───── The data ─────

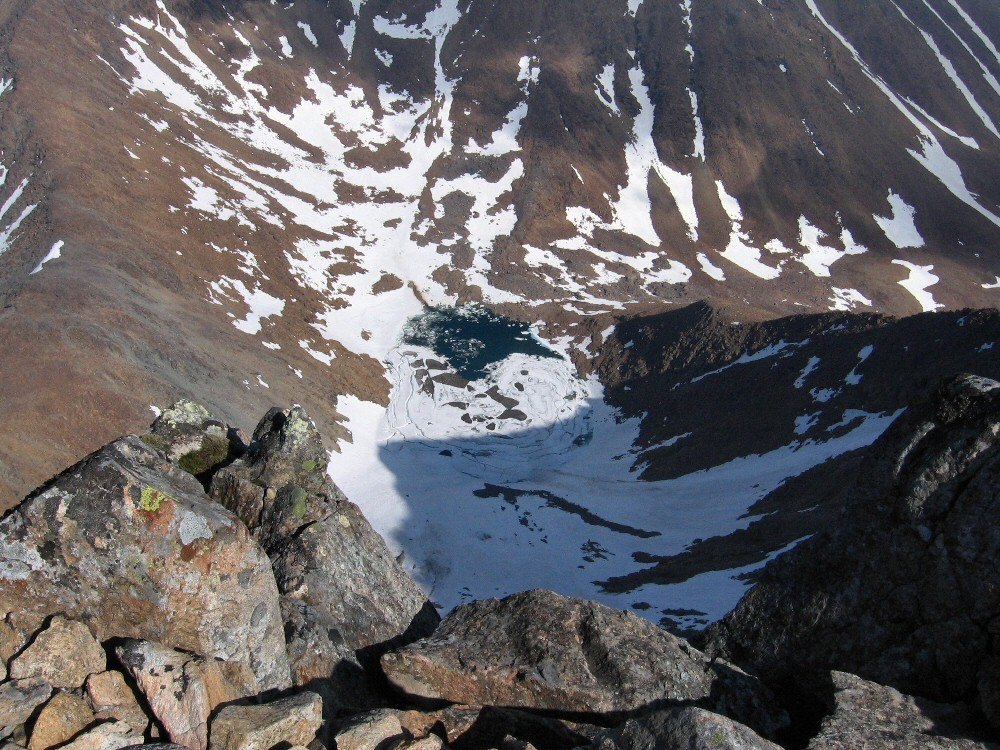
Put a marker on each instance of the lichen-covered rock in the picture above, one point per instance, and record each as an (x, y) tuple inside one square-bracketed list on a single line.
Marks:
[(174, 689), (63, 717), (685, 727), (182, 689), (294, 721), (875, 717), (111, 735), (369, 730), (489, 726), (902, 590), (19, 699), (64, 654), (541, 650), (112, 698), (352, 599), (193, 439), (131, 545)]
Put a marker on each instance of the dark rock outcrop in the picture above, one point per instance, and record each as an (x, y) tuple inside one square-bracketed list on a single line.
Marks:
[(345, 598), (541, 650), (130, 544), (903, 589), (880, 718), (684, 727)]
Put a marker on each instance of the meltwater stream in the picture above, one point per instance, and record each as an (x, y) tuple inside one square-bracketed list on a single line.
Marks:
[(496, 469)]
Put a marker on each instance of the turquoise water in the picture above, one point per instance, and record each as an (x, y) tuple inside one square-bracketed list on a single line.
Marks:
[(471, 338)]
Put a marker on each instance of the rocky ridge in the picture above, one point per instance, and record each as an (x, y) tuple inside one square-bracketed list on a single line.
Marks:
[(341, 650)]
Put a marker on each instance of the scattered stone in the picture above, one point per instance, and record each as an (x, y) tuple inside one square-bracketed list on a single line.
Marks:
[(112, 698), (108, 736), (512, 743), (899, 589), (683, 727), (130, 544), (64, 654), (193, 439), (63, 717), (871, 716), (354, 601), (20, 698), (175, 689), (293, 720), (542, 650), (12, 640), (489, 726), (369, 730), (430, 742)]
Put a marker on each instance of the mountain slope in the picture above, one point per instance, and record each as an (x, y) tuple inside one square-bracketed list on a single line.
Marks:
[(246, 201)]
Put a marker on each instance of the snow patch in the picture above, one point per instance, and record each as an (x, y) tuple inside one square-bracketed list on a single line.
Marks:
[(918, 282), (900, 227), (54, 252)]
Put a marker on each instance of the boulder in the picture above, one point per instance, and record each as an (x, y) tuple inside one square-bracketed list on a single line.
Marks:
[(901, 590), (347, 600), (294, 720), (131, 545), (111, 735), (541, 650), (112, 698), (875, 717), (370, 730), (64, 654), (182, 689), (194, 440), (490, 726), (685, 727), (63, 717), (19, 699)]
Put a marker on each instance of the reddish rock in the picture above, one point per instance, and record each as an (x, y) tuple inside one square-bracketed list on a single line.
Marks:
[(130, 544)]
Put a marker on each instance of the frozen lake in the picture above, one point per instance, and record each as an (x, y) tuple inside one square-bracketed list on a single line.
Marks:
[(513, 473)]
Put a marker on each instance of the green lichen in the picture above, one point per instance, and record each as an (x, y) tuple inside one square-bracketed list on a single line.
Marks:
[(212, 452), (155, 442), (300, 503), (151, 499), (186, 412)]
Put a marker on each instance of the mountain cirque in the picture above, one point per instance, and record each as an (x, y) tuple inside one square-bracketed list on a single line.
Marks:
[(219, 197), (535, 670)]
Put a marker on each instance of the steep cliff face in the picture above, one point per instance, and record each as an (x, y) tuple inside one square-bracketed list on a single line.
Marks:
[(221, 197), (902, 588)]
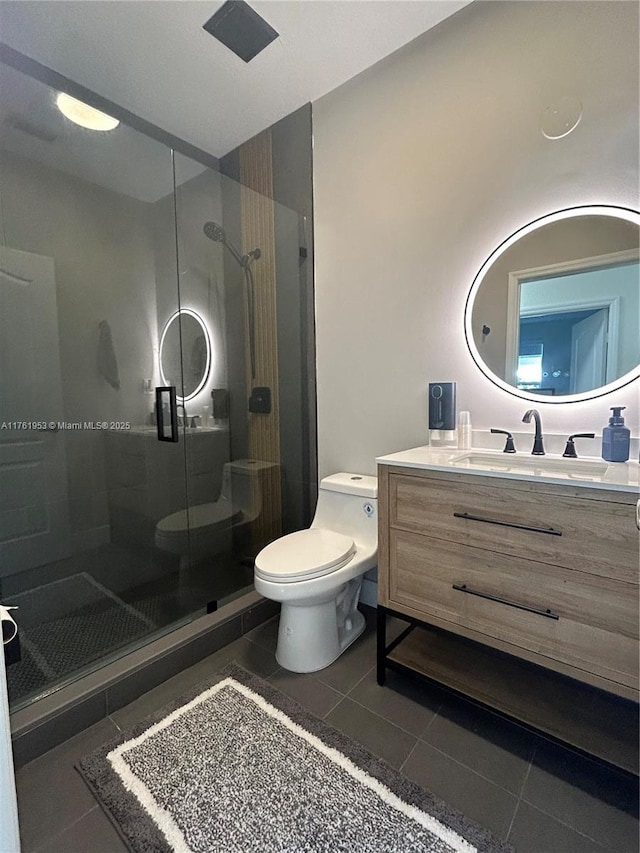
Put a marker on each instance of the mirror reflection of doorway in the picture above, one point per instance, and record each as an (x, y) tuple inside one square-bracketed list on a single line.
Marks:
[(563, 352)]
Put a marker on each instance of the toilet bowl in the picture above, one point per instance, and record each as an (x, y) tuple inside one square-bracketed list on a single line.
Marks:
[(205, 529), (316, 574)]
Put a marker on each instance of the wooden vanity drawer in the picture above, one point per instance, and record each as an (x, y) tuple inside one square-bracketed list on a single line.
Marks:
[(596, 629), (595, 536)]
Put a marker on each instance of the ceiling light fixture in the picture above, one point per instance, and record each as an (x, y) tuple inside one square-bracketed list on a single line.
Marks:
[(83, 114)]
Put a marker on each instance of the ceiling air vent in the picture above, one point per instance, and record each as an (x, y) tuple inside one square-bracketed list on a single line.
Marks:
[(241, 29)]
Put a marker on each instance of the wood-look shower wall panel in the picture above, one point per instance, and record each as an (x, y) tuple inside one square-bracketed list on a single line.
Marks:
[(257, 216)]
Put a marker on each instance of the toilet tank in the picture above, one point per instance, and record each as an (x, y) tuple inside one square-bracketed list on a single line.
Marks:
[(348, 504)]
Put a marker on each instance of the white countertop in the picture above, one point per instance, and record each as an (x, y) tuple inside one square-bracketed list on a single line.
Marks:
[(585, 471)]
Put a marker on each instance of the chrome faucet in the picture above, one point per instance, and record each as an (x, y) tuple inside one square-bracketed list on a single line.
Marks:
[(538, 447)]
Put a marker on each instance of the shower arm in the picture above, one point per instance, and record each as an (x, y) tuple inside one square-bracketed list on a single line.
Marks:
[(252, 341)]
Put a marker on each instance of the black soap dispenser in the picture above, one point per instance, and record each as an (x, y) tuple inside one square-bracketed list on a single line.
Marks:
[(616, 438)]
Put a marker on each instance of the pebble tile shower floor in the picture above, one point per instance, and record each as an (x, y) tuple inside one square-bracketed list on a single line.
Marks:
[(537, 795)]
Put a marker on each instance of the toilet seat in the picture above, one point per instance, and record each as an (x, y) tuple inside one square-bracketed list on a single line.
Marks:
[(198, 517), (304, 555)]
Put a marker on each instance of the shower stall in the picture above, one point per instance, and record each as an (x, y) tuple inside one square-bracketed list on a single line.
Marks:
[(156, 383)]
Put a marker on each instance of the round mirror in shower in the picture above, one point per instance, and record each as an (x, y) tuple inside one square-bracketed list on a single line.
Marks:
[(185, 353)]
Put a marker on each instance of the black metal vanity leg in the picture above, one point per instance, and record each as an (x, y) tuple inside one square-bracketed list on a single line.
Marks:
[(381, 645)]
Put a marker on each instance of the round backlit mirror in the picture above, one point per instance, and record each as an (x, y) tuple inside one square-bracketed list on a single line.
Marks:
[(186, 367), (554, 312)]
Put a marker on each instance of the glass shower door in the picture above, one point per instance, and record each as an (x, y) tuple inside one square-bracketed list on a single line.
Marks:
[(88, 280)]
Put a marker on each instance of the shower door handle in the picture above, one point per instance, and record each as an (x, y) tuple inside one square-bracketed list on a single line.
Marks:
[(167, 413)]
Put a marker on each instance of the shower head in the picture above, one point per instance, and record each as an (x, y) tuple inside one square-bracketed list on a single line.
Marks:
[(215, 232)]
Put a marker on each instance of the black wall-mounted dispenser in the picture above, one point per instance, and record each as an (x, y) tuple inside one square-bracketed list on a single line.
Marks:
[(260, 401), (442, 405)]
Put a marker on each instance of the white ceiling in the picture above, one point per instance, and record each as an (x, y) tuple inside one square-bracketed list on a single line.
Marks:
[(153, 58)]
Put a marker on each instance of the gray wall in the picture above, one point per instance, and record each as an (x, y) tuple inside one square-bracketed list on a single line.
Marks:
[(423, 164)]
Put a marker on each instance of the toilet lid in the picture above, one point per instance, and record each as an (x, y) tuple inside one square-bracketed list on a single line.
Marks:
[(199, 516), (304, 555)]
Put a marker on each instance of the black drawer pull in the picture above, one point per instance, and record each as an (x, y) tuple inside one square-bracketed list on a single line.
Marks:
[(464, 588), (550, 530)]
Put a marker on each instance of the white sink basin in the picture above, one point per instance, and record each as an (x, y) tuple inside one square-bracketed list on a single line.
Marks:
[(592, 469)]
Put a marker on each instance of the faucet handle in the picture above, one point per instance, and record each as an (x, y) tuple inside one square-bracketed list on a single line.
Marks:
[(570, 449), (509, 445)]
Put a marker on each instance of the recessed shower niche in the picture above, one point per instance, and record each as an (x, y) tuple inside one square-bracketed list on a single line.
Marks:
[(105, 267)]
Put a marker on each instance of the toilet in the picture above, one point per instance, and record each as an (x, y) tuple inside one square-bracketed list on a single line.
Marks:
[(205, 529), (317, 573)]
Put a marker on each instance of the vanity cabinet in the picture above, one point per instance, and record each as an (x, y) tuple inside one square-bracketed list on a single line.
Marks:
[(534, 574)]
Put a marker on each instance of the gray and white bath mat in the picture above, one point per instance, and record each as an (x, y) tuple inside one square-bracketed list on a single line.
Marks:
[(237, 767)]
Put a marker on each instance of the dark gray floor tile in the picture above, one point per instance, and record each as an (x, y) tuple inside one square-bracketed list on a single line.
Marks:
[(93, 833), (403, 701), (490, 745), (170, 690), (249, 655), (534, 831), (378, 735), (598, 801), (255, 658), (477, 798), (51, 793), (266, 635), (58, 729), (312, 694)]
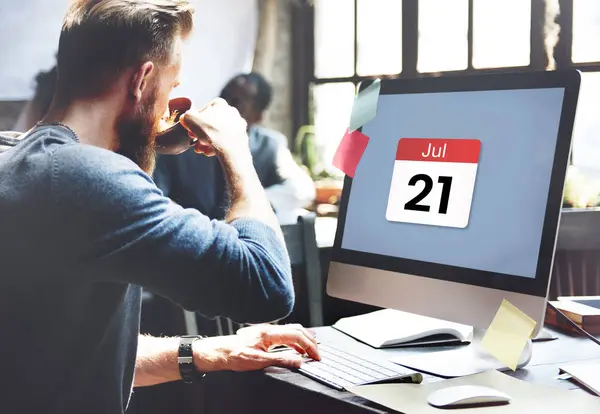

─────

Try it
Look above for the line with "Put a marker on each instance of the dark rock"; retype exactly that line, every line after it up to the line with "Put a marker on each instance of the turquoise", and that line too, nothing else.

Final answer
Put a marker on each instance of the dark rock outcrop in the picture above, one point per instance, and record each as an (x, y) tuple inside one square-bracketed list on a single line.
Marks:
[(345, 598), (541, 650), (130, 544), (903, 589), (880, 718), (684, 727)]
Put a marker on each instance of the meltwater stream in the picture above, one point per instance, and record each as an (x, y) tuple inside one square-bracketed list on a single line.
Marks:
[(496, 469)]
Put a marker on each instance of the turquoise water in the picture above, one point per instance, and record each as an (x, y) tuple inside one square-bracketed list on a single line.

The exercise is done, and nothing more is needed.